### Directions
Count the lines in the records below that contain the word "woman", and give only the number.
— start Supplied material —
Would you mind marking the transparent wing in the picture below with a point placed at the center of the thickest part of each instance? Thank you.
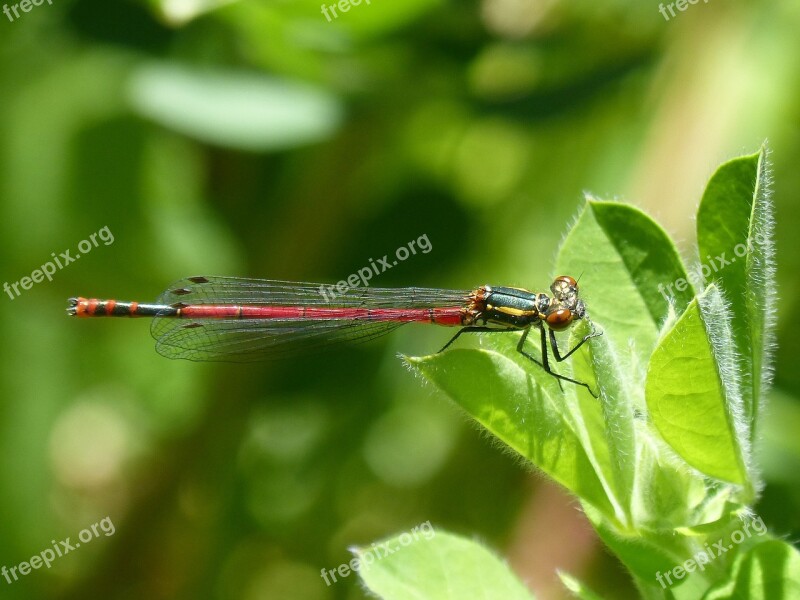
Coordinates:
(248, 339)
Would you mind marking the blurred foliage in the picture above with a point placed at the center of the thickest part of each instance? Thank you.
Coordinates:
(478, 123)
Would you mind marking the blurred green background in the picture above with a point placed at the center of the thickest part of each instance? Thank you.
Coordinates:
(258, 138)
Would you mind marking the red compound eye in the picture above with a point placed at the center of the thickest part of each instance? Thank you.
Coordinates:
(568, 280)
(559, 319)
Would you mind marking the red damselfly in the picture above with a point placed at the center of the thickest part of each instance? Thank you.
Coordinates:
(241, 320)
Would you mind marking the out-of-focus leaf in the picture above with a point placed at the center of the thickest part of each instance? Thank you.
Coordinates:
(237, 110)
(770, 571)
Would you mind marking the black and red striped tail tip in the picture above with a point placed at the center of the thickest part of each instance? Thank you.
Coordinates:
(72, 308)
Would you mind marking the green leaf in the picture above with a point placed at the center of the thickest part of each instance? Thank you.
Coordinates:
(769, 571)
(689, 403)
(578, 588)
(439, 567)
(649, 256)
(500, 393)
(735, 234)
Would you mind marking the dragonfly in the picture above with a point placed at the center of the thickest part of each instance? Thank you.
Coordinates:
(241, 320)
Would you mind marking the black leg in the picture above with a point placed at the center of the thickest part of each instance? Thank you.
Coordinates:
(545, 364)
(554, 344)
(471, 330)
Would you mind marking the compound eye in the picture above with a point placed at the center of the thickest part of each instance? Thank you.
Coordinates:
(559, 319)
(568, 280)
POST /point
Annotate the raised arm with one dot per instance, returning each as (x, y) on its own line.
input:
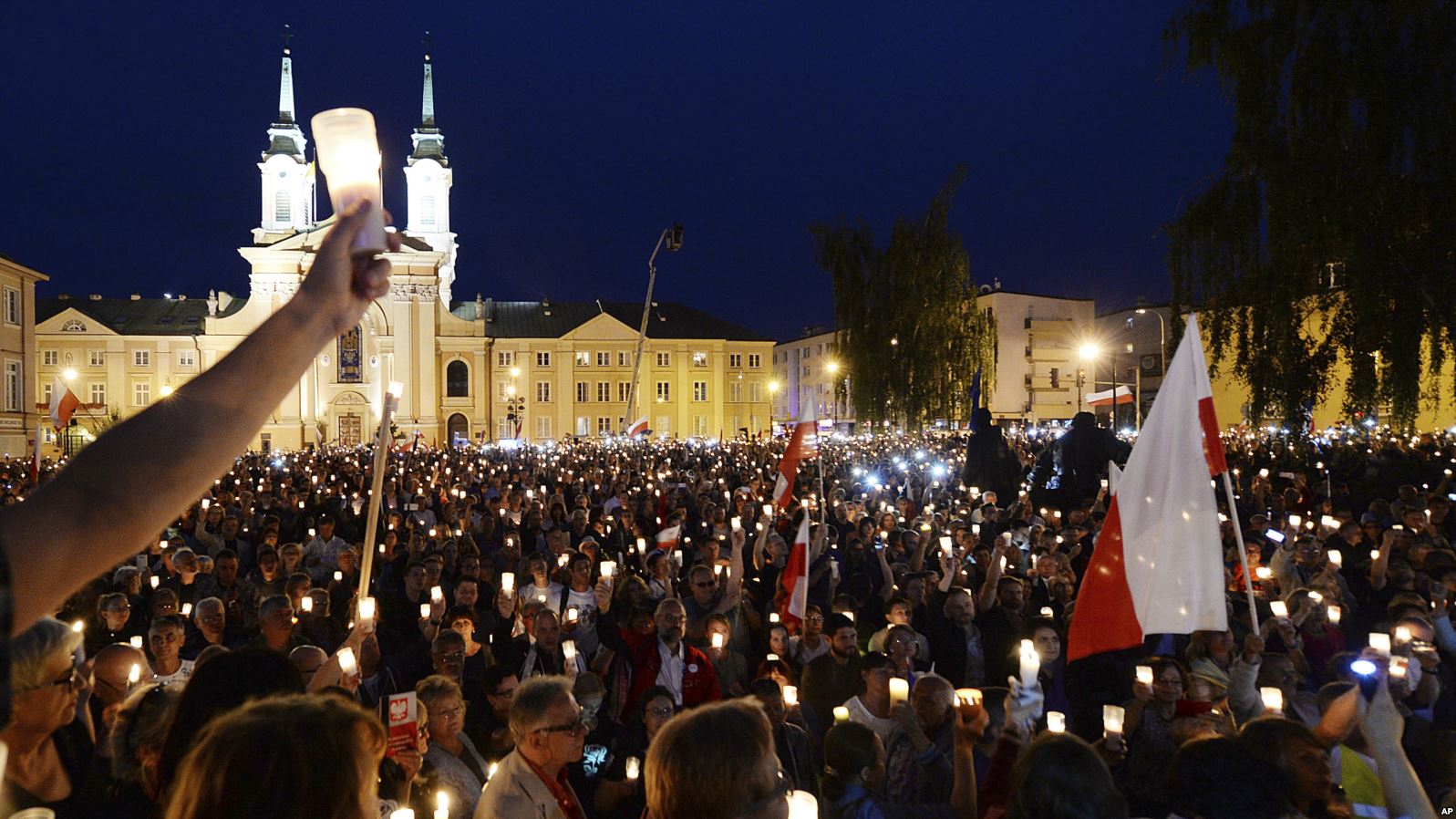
(124, 489)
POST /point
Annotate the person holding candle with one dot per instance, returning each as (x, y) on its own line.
(1148, 736)
(619, 794)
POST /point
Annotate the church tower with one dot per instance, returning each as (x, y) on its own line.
(429, 178)
(287, 177)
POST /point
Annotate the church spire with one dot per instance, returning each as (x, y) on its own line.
(429, 141)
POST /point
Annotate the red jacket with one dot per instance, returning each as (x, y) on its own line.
(699, 678)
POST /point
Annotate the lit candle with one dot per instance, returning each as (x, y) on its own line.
(968, 695)
(1029, 663)
(1273, 699)
(1111, 721)
(899, 691)
(1380, 643)
(348, 156)
(802, 804)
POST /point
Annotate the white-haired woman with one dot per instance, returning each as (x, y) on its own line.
(48, 738)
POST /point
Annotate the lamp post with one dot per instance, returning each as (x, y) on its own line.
(673, 238)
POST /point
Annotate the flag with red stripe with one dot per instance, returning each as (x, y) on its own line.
(795, 579)
(1158, 563)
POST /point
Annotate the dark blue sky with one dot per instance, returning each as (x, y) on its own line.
(578, 131)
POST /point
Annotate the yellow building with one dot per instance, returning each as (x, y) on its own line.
(19, 419)
(478, 370)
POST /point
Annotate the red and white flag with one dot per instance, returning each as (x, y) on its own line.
(801, 445)
(63, 404)
(1158, 563)
(797, 579)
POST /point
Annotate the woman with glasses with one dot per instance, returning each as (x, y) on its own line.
(48, 738)
(453, 757)
(617, 794)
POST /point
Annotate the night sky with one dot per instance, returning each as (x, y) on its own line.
(578, 131)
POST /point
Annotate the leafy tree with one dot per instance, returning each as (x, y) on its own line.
(1331, 231)
(909, 331)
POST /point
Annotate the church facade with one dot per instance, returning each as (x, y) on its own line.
(478, 370)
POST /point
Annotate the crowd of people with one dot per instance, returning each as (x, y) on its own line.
(567, 612)
(603, 628)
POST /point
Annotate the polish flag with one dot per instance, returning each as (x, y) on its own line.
(800, 448)
(795, 580)
(1158, 563)
(63, 404)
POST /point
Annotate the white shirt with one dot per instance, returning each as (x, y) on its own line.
(670, 675)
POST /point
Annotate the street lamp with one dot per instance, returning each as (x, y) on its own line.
(673, 239)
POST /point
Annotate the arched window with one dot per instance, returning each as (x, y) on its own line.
(458, 379)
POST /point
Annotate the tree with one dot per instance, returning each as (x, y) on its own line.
(907, 326)
(1331, 231)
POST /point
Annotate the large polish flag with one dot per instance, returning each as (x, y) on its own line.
(797, 579)
(1158, 565)
(798, 449)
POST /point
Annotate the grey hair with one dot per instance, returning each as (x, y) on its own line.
(533, 699)
(143, 721)
(36, 646)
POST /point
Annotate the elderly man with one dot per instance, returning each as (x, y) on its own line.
(549, 735)
(922, 745)
(661, 658)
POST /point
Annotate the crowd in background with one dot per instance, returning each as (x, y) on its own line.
(595, 628)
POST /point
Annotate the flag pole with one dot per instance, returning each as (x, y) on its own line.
(1244, 557)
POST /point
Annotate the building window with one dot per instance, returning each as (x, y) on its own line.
— end Supplied material —
### Solution to the problem
2